▸ **Stored data**

########################################

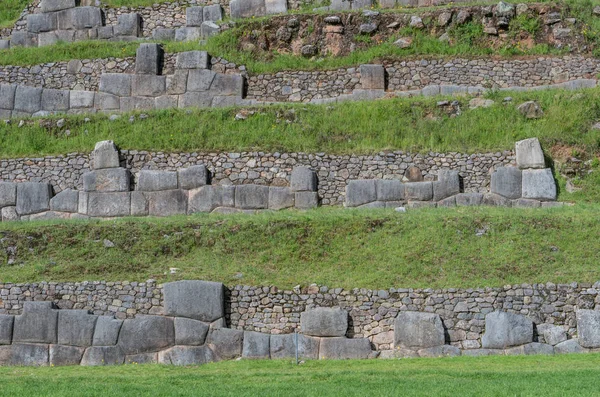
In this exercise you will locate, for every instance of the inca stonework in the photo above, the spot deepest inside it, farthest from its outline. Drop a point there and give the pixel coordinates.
(334, 171)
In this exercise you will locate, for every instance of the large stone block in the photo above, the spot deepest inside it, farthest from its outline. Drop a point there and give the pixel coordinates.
(6, 326)
(107, 331)
(588, 328)
(149, 59)
(37, 324)
(284, 346)
(418, 191)
(344, 349)
(65, 355)
(303, 178)
(37, 23)
(65, 201)
(372, 77)
(190, 332)
(128, 25)
(447, 185)
(107, 180)
(28, 99)
(507, 182)
(226, 343)
(247, 8)
(504, 330)
(192, 177)
(76, 327)
(324, 321)
(256, 345)
(196, 299)
(118, 84)
(250, 197)
(106, 205)
(529, 154)
(538, 184)
(103, 355)
(418, 330)
(24, 355)
(359, 192)
(186, 355)
(8, 194)
(146, 334)
(33, 197)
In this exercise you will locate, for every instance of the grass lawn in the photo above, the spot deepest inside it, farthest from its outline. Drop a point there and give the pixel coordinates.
(567, 375)
(434, 248)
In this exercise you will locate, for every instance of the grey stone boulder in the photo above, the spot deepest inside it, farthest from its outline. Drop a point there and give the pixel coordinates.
(190, 332)
(107, 180)
(192, 177)
(588, 328)
(186, 355)
(256, 345)
(324, 321)
(103, 355)
(226, 343)
(553, 334)
(418, 330)
(107, 331)
(343, 348)
(8, 194)
(529, 154)
(24, 354)
(6, 327)
(33, 197)
(151, 181)
(280, 198)
(146, 334)
(149, 59)
(37, 324)
(507, 182)
(65, 201)
(447, 185)
(504, 330)
(418, 191)
(195, 299)
(359, 192)
(284, 346)
(249, 197)
(538, 185)
(65, 355)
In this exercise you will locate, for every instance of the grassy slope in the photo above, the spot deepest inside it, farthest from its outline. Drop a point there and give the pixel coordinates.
(427, 248)
(465, 376)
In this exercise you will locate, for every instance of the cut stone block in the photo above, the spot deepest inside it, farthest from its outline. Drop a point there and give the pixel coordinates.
(107, 180)
(324, 321)
(226, 343)
(344, 349)
(37, 324)
(418, 330)
(195, 299)
(529, 154)
(539, 184)
(372, 77)
(252, 197)
(146, 334)
(107, 330)
(507, 182)
(359, 192)
(106, 205)
(33, 197)
(190, 332)
(504, 330)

########################################

▸ **Work item**
The line containing "of the grassy" marks where to begin; copy it and every later line exactly, through the end of the data.

▸ **Written answer**
In this exercise you will locate, for every instance of the grassy slope in the photo above, the spot deepest inside it, farthest from its outline. Drop a point there and give the pixel coordinates.
(427, 248)
(465, 376)
In this exercise you will locate, for every instance of the cut stone block in the photo above, the spot deepest inside it, farthest from its outline. Drop a point there and give the pixel coordinates.
(107, 180)
(324, 321)
(226, 343)
(344, 349)
(37, 324)
(418, 330)
(195, 299)
(529, 154)
(539, 184)
(372, 77)
(252, 197)
(146, 334)
(107, 330)
(507, 182)
(359, 192)
(106, 205)
(33, 197)
(190, 332)
(504, 330)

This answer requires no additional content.